DATA EXTRACT>
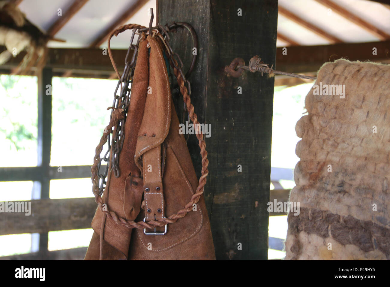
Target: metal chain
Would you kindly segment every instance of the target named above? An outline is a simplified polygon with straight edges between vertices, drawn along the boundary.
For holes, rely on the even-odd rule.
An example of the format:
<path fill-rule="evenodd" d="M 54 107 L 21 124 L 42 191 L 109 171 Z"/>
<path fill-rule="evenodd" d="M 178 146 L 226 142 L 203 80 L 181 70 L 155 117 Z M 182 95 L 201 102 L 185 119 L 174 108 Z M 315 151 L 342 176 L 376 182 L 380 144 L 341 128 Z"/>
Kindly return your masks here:
<path fill-rule="evenodd" d="M 277 71 L 272 69 L 273 65 L 271 68 L 268 67 L 268 64 L 264 64 L 261 61 L 261 58 L 258 56 L 254 56 L 251 58 L 249 61 L 248 66 L 245 65 L 245 62 L 241 58 L 236 58 L 232 61 L 230 65 L 225 67 L 225 71 L 229 75 L 235 78 L 241 75 L 244 70 L 246 70 L 254 73 L 260 72 L 261 75 L 263 73 L 266 73 L 270 75 L 275 74 L 275 75 L 282 75 L 288 77 L 298 78 L 300 79 L 308 79 L 309 80 L 316 80 L 317 77 L 306 76 L 298 74 L 293 74 L 287 72 L 283 72 L 281 71 Z"/>
<path fill-rule="evenodd" d="M 161 220 L 159 220 L 158 221 L 152 220 L 147 223 L 144 221 L 136 222 L 134 221 L 127 220 L 125 218 L 119 217 L 115 212 L 110 211 L 106 209 L 105 210 L 103 210 L 103 205 L 104 203 L 101 196 L 101 194 L 100 194 L 100 189 L 98 188 L 99 181 L 98 178 L 101 178 L 101 176 L 98 176 L 98 174 L 99 173 L 98 172 L 97 167 L 98 166 L 101 162 L 101 160 L 100 159 L 99 155 L 100 152 L 101 152 L 103 146 L 105 144 L 105 142 L 108 140 L 108 136 L 111 132 L 114 133 L 114 135 L 113 136 L 113 138 L 115 136 L 115 135 L 118 135 L 116 136 L 116 140 L 114 141 L 114 139 L 113 138 L 112 141 L 111 147 L 113 150 L 112 155 L 114 155 L 114 151 L 116 152 L 118 150 L 120 151 L 120 149 L 121 148 L 121 144 L 123 144 L 123 139 L 124 138 L 124 135 L 123 134 L 123 132 L 121 133 L 119 133 L 117 134 L 116 134 L 116 133 L 117 130 L 119 130 L 120 127 L 121 127 L 121 129 L 123 128 L 122 127 L 123 127 L 123 124 L 122 123 L 121 125 L 121 123 L 124 122 L 126 119 L 125 116 L 126 114 L 125 112 L 128 108 L 128 103 L 129 102 L 129 98 L 128 98 L 128 97 L 129 96 L 129 89 L 128 88 L 128 84 L 130 82 L 130 76 L 132 75 L 131 73 L 127 74 L 125 73 L 127 73 L 127 71 L 129 72 L 131 70 L 133 69 L 134 66 L 133 65 L 135 64 L 135 53 L 133 56 L 133 59 L 132 60 L 131 63 L 129 63 L 128 64 L 127 61 L 125 61 L 126 66 L 125 68 L 124 72 L 124 75 L 125 76 L 124 77 L 122 75 L 122 77 L 121 77 L 119 75 L 119 73 L 118 73 L 116 65 L 115 65 L 115 62 L 113 61 L 112 54 L 111 53 L 110 48 L 110 39 L 113 35 L 117 35 L 119 33 L 129 29 L 135 29 L 135 30 L 136 30 L 139 33 L 148 30 L 148 32 L 149 32 L 149 34 L 147 32 L 146 32 L 146 33 L 144 34 L 144 35 L 150 34 L 152 32 L 152 36 L 156 36 L 157 35 L 161 39 L 163 44 L 165 47 L 166 49 L 165 50 L 167 51 L 167 52 L 168 54 L 168 55 L 170 63 L 170 65 L 173 68 L 174 73 L 177 80 L 177 82 L 179 87 L 179 90 L 180 93 L 183 96 L 183 100 L 185 104 L 189 117 L 195 125 L 198 123 L 198 119 L 197 116 L 194 111 L 193 106 L 191 103 L 191 98 L 190 97 L 191 94 L 191 85 L 190 82 L 186 79 L 185 76 L 183 73 L 182 70 L 183 66 L 183 63 L 180 57 L 179 57 L 178 55 L 173 52 L 169 45 L 169 42 L 165 38 L 165 37 L 166 37 L 168 39 L 169 39 L 167 31 L 168 31 L 170 29 L 172 29 L 172 28 L 178 27 L 184 27 L 188 29 L 188 27 L 186 27 L 186 25 L 191 27 L 189 24 L 186 23 L 180 24 L 179 23 L 174 23 L 174 24 L 169 26 L 166 25 L 165 27 L 165 29 L 164 29 L 164 27 L 160 25 L 158 25 L 157 27 L 154 27 L 151 29 L 149 27 L 148 29 L 145 27 L 142 27 L 140 29 L 139 25 L 136 25 L 135 24 L 129 24 L 128 25 L 121 26 L 117 29 L 115 30 L 113 32 L 109 38 L 108 53 L 110 56 L 110 59 L 111 59 L 112 62 L 113 63 L 113 65 L 114 66 L 114 70 L 115 70 L 117 75 L 118 75 L 118 77 L 120 78 L 120 81 L 118 83 L 117 89 L 119 88 L 119 87 L 120 84 L 121 86 L 121 92 L 120 95 L 118 96 L 117 96 L 117 93 L 115 92 L 115 99 L 114 99 L 114 104 L 113 105 L 113 106 L 109 108 L 109 109 L 112 108 L 113 109 L 111 114 L 111 118 L 110 119 L 110 123 L 107 126 L 107 128 L 109 129 L 109 132 L 108 132 L 108 131 L 105 131 L 103 133 L 103 136 L 101 139 L 99 144 L 96 147 L 96 152 L 95 157 L 94 159 L 94 163 L 91 169 L 91 171 L 92 173 L 91 178 L 93 183 L 92 190 L 94 194 L 95 194 L 95 201 L 98 204 L 99 208 L 100 210 L 108 217 L 113 220 L 117 224 L 126 226 L 129 228 L 136 228 L 138 229 L 142 229 L 145 228 L 153 228 L 156 226 L 164 226 L 167 223 L 176 222 L 179 218 L 181 218 L 185 216 L 187 213 L 192 210 L 193 205 L 194 203 L 198 202 L 200 196 L 203 193 L 204 185 L 206 184 L 207 176 L 209 173 L 209 171 L 207 169 L 209 161 L 207 159 L 207 152 L 206 150 L 206 144 L 203 138 L 203 134 L 202 133 L 197 134 L 196 136 L 198 139 L 198 144 L 200 149 L 200 155 L 202 157 L 202 174 L 199 180 L 199 184 L 198 187 L 197 188 L 196 192 L 191 197 L 190 201 L 183 208 L 178 210 L 176 214 L 172 214 L 167 218 L 165 218 L 161 219 Z M 192 27 L 191 27 L 191 28 L 192 28 Z M 192 29 L 193 30 L 193 28 L 192 28 Z M 189 30 L 190 29 L 189 29 Z M 191 30 L 190 30 L 190 32 L 191 32 Z M 192 32 L 191 35 L 192 35 Z M 192 35 L 192 36 L 193 37 L 193 35 Z M 130 46 L 129 48 L 129 49 L 132 48 L 132 45 L 131 43 Z M 135 48 L 136 48 L 136 46 L 135 46 L 134 47 Z M 136 52 L 136 51 L 135 50 L 135 53 Z M 126 59 L 127 58 L 127 57 L 126 56 Z M 194 63 L 195 61 L 193 60 L 193 63 Z M 193 65 L 191 64 L 191 66 L 193 66 Z M 189 71 L 189 72 L 187 72 L 186 75 L 188 76 L 189 75 L 190 71 Z M 122 83 L 124 84 L 124 85 L 123 87 L 122 87 Z M 113 131 L 112 130 L 112 128 L 113 128 Z M 122 130 L 123 130 L 122 129 Z M 122 143 L 121 144 L 121 143 Z M 116 146 L 118 147 L 116 148 L 114 148 L 113 146 L 114 144 L 117 145 Z M 106 155 L 103 158 L 103 160 L 105 160 L 105 159 L 106 157 L 107 154 L 108 154 L 106 153 Z M 113 156 L 110 157 L 112 158 L 114 157 Z M 117 154 L 117 157 L 118 157 Z M 112 160 L 111 163 L 109 162 L 107 164 L 107 166 L 109 166 L 110 165 L 110 163 L 112 165 L 113 163 L 114 163 L 115 162 L 115 160 Z M 118 171 L 119 173 L 119 170 Z M 105 173 L 106 173 L 105 172 Z M 101 177 L 103 177 L 104 176 L 104 175 L 103 174 L 101 175 Z M 105 178 L 103 180 L 102 183 L 103 184 L 103 185 L 105 184 Z M 103 189 L 104 190 L 104 187 Z"/>
<path fill-rule="evenodd" d="M 142 27 L 143 26 L 139 26 Z M 126 57 L 125 58 L 125 67 L 123 70 L 122 76 L 118 81 L 117 87 L 114 92 L 114 100 L 112 103 L 112 106 L 108 109 L 112 108 L 112 111 L 110 116 L 110 120 L 112 118 L 113 113 L 115 110 L 121 109 L 127 114 L 129 105 L 130 104 L 130 96 L 131 93 L 131 85 L 133 82 L 133 76 L 134 75 L 134 69 L 136 64 L 136 55 L 138 51 L 138 47 L 140 40 L 142 37 L 141 36 L 138 37 L 136 44 L 135 45 L 133 44 L 134 36 L 135 34 L 136 29 L 133 29 L 133 34 L 130 40 L 130 45 L 128 49 Z M 131 52 L 133 50 L 133 57 L 131 61 L 128 59 L 129 56 L 131 55 Z M 119 94 L 118 91 L 121 87 Z M 110 164 L 112 169 L 114 175 L 116 177 L 119 177 L 120 171 L 119 169 L 119 154 L 122 150 L 123 146 L 123 141 L 124 139 L 124 122 L 126 118 L 119 119 L 115 126 L 110 128 L 110 130 L 108 135 L 107 152 L 105 154 L 98 165 L 98 176 L 99 178 L 99 193 L 101 195 L 104 191 L 106 185 L 107 184 L 107 176 L 108 175 L 108 169 Z M 107 128 L 106 127 L 106 129 Z M 106 132 L 107 131 L 106 131 Z M 112 139 L 110 140 L 110 134 L 112 133 Z M 111 152 L 112 147 L 112 155 L 111 157 L 111 162 L 108 162 L 110 158 L 110 153 Z M 101 171 L 101 163 L 104 161 L 107 163 L 106 166 L 104 171 Z"/>

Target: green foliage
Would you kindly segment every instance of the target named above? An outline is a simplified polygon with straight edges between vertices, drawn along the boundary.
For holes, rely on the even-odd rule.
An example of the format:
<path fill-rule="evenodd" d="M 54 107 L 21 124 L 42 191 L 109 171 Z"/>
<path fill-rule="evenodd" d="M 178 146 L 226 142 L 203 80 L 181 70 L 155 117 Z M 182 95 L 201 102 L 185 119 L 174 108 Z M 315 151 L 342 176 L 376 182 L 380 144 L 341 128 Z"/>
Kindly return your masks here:
<path fill-rule="evenodd" d="M 36 146 L 37 132 L 36 77 L 0 75 L 3 124 L 0 133 L 9 150 Z M 4 146 L 2 147 L 4 148 Z"/>

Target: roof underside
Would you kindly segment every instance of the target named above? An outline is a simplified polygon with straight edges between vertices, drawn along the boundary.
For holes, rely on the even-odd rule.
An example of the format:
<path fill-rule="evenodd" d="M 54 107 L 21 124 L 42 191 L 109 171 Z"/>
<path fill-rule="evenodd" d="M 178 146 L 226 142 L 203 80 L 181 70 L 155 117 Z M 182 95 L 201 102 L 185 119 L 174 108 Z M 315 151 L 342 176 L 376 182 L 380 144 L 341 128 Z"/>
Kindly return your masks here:
<path fill-rule="evenodd" d="M 47 32 L 55 24 L 58 17 L 64 17 L 72 10 L 76 2 L 23 0 L 19 7 L 30 21 Z M 155 0 L 84 2 L 55 34 L 56 38 L 66 42 L 51 41 L 49 47 L 106 47 L 107 31 L 110 27 L 130 23 L 147 26 L 150 19 L 148 9 L 156 9 Z M 327 45 L 388 39 L 390 38 L 389 7 L 366 0 L 279 0 L 277 46 Z M 62 16 L 57 15 L 58 9 L 62 9 Z M 343 12 L 342 9 L 349 14 Z M 126 18 L 126 14 L 130 18 Z M 118 20 L 121 18 L 122 22 L 119 23 Z M 128 31 L 114 37 L 112 47 L 127 48 L 130 36 Z"/>

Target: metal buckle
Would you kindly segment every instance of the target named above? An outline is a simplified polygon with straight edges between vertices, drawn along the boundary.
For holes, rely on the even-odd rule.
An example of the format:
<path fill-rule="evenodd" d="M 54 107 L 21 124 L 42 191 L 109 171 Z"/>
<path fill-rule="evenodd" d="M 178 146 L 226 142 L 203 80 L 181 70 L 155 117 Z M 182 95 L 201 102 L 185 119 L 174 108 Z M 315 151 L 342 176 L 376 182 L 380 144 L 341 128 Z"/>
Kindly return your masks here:
<path fill-rule="evenodd" d="M 165 216 L 164 217 L 164 218 L 166 218 Z M 156 218 L 154 218 L 155 220 Z M 146 217 L 145 217 L 144 218 L 144 222 L 146 222 Z M 147 232 L 146 228 L 144 228 L 144 233 L 146 235 L 165 235 L 167 234 L 167 232 L 168 231 L 168 225 L 165 225 L 165 230 L 163 232 L 157 232 L 156 231 L 156 227 L 154 227 L 154 232 Z"/>

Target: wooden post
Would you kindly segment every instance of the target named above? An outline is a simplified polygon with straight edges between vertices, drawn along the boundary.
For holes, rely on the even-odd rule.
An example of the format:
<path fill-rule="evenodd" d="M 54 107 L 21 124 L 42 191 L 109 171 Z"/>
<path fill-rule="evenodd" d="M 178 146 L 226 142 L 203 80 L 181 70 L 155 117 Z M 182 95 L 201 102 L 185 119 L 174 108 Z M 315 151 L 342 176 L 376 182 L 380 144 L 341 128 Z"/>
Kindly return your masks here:
<path fill-rule="evenodd" d="M 277 1 L 160 0 L 159 7 L 160 24 L 188 22 L 199 39 L 189 80 L 198 119 L 211 124 L 204 195 L 216 258 L 266 259 L 274 79 L 248 72 L 228 77 L 223 70 L 236 57 L 247 64 L 256 55 L 275 67 Z M 185 73 L 193 51 L 190 37 L 179 32 L 170 43 Z M 199 148 L 190 137 L 199 176 Z"/>
<path fill-rule="evenodd" d="M 40 198 L 49 198 L 49 164 L 51 147 L 51 68 L 45 68 L 38 76 L 38 166 L 41 166 Z M 48 234 L 39 234 L 39 252 L 48 251 Z"/>

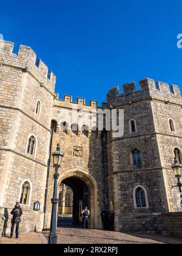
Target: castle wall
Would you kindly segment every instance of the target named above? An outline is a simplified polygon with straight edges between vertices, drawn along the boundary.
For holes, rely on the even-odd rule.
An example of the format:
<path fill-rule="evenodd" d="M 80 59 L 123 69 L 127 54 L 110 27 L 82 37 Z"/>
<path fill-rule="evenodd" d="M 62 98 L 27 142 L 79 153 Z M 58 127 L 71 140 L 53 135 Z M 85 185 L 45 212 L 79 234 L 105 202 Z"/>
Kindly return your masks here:
<path fill-rule="evenodd" d="M 61 151 L 64 153 L 64 157 L 62 160 L 61 168 L 59 170 L 60 175 L 61 175 L 62 180 L 64 180 L 64 174 L 65 177 L 66 174 L 70 170 L 73 171 L 73 175 L 78 174 L 81 179 L 84 179 L 87 185 L 92 186 L 93 184 L 90 184 L 89 179 L 85 176 L 88 175 L 92 179 L 94 179 L 97 190 L 96 198 L 94 194 L 90 198 L 92 198 L 95 202 L 94 208 L 89 209 L 91 212 L 92 216 L 94 216 L 95 222 L 92 223 L 95 228 L 101 228 L 101 213 L 104 208 L 104 186 L 103 186 L 103 162 L 102 162 L 102 144 L 101 133 L 96 132 L 93 132 L 91 129 L 87 131 L 87 133 L 83 132 L 81 130 L 81 124 L 83 118 L 83 115 L 92 115 L 92 109 L 93 108 L 96 110 L 96 102 L 92 101 L 90 105 L 87 105 L 84 104 L 84 100 L 81 104 L 79 102 L 81 99 L 78 99 L 76 103 L 72 102 L 72 98 L 68 99 L 70 96 L 65 96 L 64 101 L 58 99 L 58 98 L 54 101 L 54 107 L 53 108 L 52 119 L 57 122 L 57 130 L 54 133 L 53 151 L 56 148 L 58 143 L 60 143 Z M 69 102 L 67 102 L 69 101 Z M 83 110 L 83 114 L 79 116 L 78 111 Z M 71 125 L 73 123 L 72 119 L 69 124 L 69 129 L 67 131 L 62 131 L 61 129 L 61 124 L 66 120 L 64 119 L 64 113 L 66 112 L 66 115 L 76 112 L 76 115 L 78 115 L 78 121 L 81 124 L 78 124 L 79 129 L 78 131 L 73 131 L 72 130 Z M 75 122 L 73 122 L 74 123 Z M 74 155 L 74 149 L 79 148 L 81 150 L 81 154 L 79 154 L 78 156 Z M 52 166 L 53 163 L 51 163 Z M 80 171 L 83 172 L 83 177 L 80 176 Z M 50 212 L 52 209 L 51 198 L 53 196 L 53 173 L 55 172 L 54 168 L 52 168 L 50 173 L 50 178 L 48 187 L 48 199 L 47 199 L 47 218 L 46 222 L 46 228 L 49 227 Z M 92 191 L 90 191 L 90 193 Z"/>
<path fill-rule="evenodd" d="M 101 229 L 100 215 L 105 207 L 107 186 L 103 177 L 101 132 L 92 128 L 96 126 L 96 110 L 103 108 L 95 101 L 86 105 L 83 98 L 73 102 L 72 97 L 66 95 L 59 100 L 58 94 L 55 94 L 55 76 L 49 73 L 40 59 L 36 63 L 33 51 L 20 46 L 15 54 L 13 49 L 12 43 L 0 41 L 0 214 L 5 211 L 8 215 L 7 230 L 10 232 L 10 210 L 19 200 L 21 185 L 26 180 L 30 184 L 31 200 L 27 205 L 22 205 L 21 232 L 43 228 L 47 189 L 44 227 L 50 227 L 55 172 L 52 157 L 46 186 L 52 120 L 57 124 L 52 150 L 55 151 L 59 143 L 64 153 L 59 185 L 64 179 L 73 176 L 87 184 L 92 224 Z M 109 207 L 115 211 L 116 230 L 162 233 L 161 214 L 181 212 L 178 190 L 171 188 L 177 184 L 171 165 L 174 149 L 182 150 L 182 99 L 176 85 L 170 89 L 168 84 L 149 79 L 143 79 L 140 84 L 139 90 L 134 82 L 124 85 L 122 94 L 118 87 L 112 88 L 107 94 L 107 104 L 103 105 L 110 110 L 124 110 L 124 135 L 116 138 L 112 131 L 108 132 Z M 38 101 L 41 102 L 39 115 L 36 113 Z M 174 121 L 175 132 L 170 130 L 170 118 Z M 132 119 L 136 123 L 133 133 L 129 129 Z M 84 123 L 86 120 L 87 123 Z M 64 121 L 66 131 L 61 127 Z M 75 123 L 78 130 L 73 131 L 72 124 Z M 87 132 L 82 130 L 84 124 L 89 126 Z M 26 151 L 32 134 L 37 140 L 35 156 Z M 141 164 L 133 165 L 131 156 L 133 148 L 141 151 Z M 146 189 L 146 208 L 134 205 L 133 190 L 138 185 Z M 38 201 L 41 210 L 36 212 L 33 204 Z M 0 225 L 2 228 L 2 221 Z"/>
<path fill-rule="evenodd" d="M 107 95 L 111 108 L 124 111 L 124 136 L 116 138 L 112 134 L 109 136 L 110 205 L 114 205 L 118 230 L 162 233 L 161 213 L 179 210 L 177 204 L 179 193 L 170 188 L 177 182 L 171 165 L 173 149 L 181 144 L 181 97 L 175 85 L 170 91 L 167 84 L 158 82 L 156 88 L 155 82 L 148 79 L 141 80 L 140 85 L 136 91 L 133 82 L 124 85 L 123 94 L 115 87 Z M 169 132 L 168 119 L 174 116 L 174 113 L 176 134 Z M 136 122 L 137 130 L 130 133 L 132 119 Z M 132 164 L 131 151 L 135 148 L 141 152 L 142 165 Z M 146 190 L 147 208 L 134 207 L 133 191 L 137 185 Z"/>
<path fill-rule="evenodd" d="M 8 213 L 20 199 L 24 181 L 30 184 L 30 200 L 23 210 L 21 232 L 43 227 L 44 194 L 50 137 L 51 113 L 55 76 L 38 60 L 32 49 L 21 46 L 13 53 L 13 44 L 0 41 L 1 176 L 0 211 Z M 40 115 L 36 113 L 37 101 L 41 103 Z M 37 139 L 36 154 L 27 153 L 29 136 Z M 33 211 L 36 201 L 41 210 Z"/>

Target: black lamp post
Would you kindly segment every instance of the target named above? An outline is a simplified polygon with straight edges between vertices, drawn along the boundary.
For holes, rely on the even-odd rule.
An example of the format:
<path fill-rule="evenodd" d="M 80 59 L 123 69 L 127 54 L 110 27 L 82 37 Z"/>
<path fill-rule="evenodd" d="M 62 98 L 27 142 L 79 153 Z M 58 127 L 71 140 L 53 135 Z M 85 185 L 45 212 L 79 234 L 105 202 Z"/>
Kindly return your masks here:
<path fill-rule="evenodd" d="M 182 183 L 180 182 L 180 178 L 181 178 L 182 176 L 182 166 L 180 165 L 177 160 L 177 158 L 175 158 L 175 162 L 174 165 L 172 166 L 172 168 L 174 170 L 174 172 L 175 174 L 175 177 L 177 178 L 178 183 L 177 186 L 172 187 L 173 188 L 178 187 L 180 193 L 180 197 L 181 197 L 181 206 L 182 207 L 182 191 L 181 191 L 181 187 Z"/>
<path fill-rule="evenodd" d="M 49 236 L 49 244 L 55 244 L 57 243 L 56 224 L 57 224 L 57 204 L 59 199 L 57 198 L 58 193 L 58 179 L 59 178 L 58 169 L 61 167 L 62 158 L 64 154 L 61 151 L 60 144 L 58 144 L 56 151 L 52 154 L 53 158 L 53 165 L 55 168 L 54 174 L 55 184 L 53 197 L 52 199 L 52 210 L 51 215 L 50 230 Z"/>

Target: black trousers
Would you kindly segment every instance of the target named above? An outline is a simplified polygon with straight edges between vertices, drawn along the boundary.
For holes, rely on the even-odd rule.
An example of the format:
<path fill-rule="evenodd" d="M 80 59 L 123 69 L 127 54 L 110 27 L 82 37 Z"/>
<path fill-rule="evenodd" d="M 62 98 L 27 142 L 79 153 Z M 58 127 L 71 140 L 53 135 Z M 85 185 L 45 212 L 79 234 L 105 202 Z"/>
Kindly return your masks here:
<path fill-rule="evenodd" d="M 109 222 L 109 230 L 110 231 L 113 231 L 113 227 L 114 227 L 114 222 Z"/>
<path fill-rule="evenodd" d="M 89 221 L 89 218 L 84 218 L 84 228 L 86 229 L 86 224 L 87 225 L 87 228 L 90 229 L 90 221 Z"/>
<path fill-rule="evenodd" d="M 12 229 L 11 229 L 11 236 L 13 236 L 15 229 L 15 226 L 16 225 L 16 229 L 15 229 L 15 233 L 16 236 L 18 237 L 19 235 L 19 222 L 15 223 L 13 222 L 12 224 Z"/>

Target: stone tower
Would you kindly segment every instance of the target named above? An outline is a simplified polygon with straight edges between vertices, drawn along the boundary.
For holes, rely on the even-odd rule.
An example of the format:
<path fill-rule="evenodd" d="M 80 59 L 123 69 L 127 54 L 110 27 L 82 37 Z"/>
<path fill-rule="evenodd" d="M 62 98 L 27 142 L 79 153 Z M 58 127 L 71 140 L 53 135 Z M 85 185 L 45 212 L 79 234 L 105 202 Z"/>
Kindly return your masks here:
<path fill-rule="evenodd" d="M 10 210 L 24 193 L 21 232 L 41 230 L 56 77 L 40 59 L 35 65 L 30 48 L 13 49 L 0 41 L 0 210 L 8 213 L 10 227 Z M 37 201 L 39 212 L 33 210 Z"/>
<path fill-rule="evenodd" d="M 109 107 L 123 109 L 124 116 L 124 136 L 110 133 L 107 145 L 109 198 L 118 230 L 162 233 L 162 213 L 181 211 L 178 189 L 171 188 L 177 183 L 171 166 L 175 148 L 182 161 L 182 99 L 178 87 L 170 91 L 168 84 L 157 85 L 146 79 L 140 90 L 132 82 L 124 85 L 123 94 L 115 87 L 107 94 Z M 143 205 L 138 188 L 145 194 Z"/>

THE PROBLEM> Convert the material from the line with "Target: wooden post" up to and including the line with "40 198 L 49" into a numbered list, leaving out any blank lines.

RESPONSE>
1. Target: wooden post
2. Would you kindly segment every instance of the target named above? An outline is a simplified polygon with straight edges between vertices, drawn along the boundary.
3. For holes, rely on the even-odd rule.
4. An example of the format:
5. <path fill-rule="evenodd" d="M 54 107 L 21 124 L 42 191 L 109 171 Z"/>
6. <path fill-rule="evenodd" d="M 178 146 L 226 142 L 203 80 L 181 70 L 155 117 Z M 182 95 L 201 102 L 185 119 L 174 108 Z M 315 151 L 342 176 L 376 182 L 380 144 L 341 128 Z"/>
7. Kindly return your masks here:
8. <path fill-rule="evenodd" d="M 277 1 L 160 0 L 159 7 L 160 24 L 188 22 L 199 39 L 189 80 L 198 119 L 211 124 L 204 195 L 216 258 L 266 259 L 274 79 L 248 72 L 228 77 L 223 70 L 236 57 L 247 64 L 256 55 L 275 67 Z M 185 73 L 193 51 L 190 37 L 179 32 L 170 43 Z M 199 148 L 190 137 L 199 176 Z"/>
9. <path fill-rule="evenodd" d="M 40 198 L 49 198 L 49 164 L 51 147 L 51 68 L 45 68 L 38 76 L 38 166 L 41 166 Z M 48 234 L 39 234 L 39 252 L 48 251 Z"/>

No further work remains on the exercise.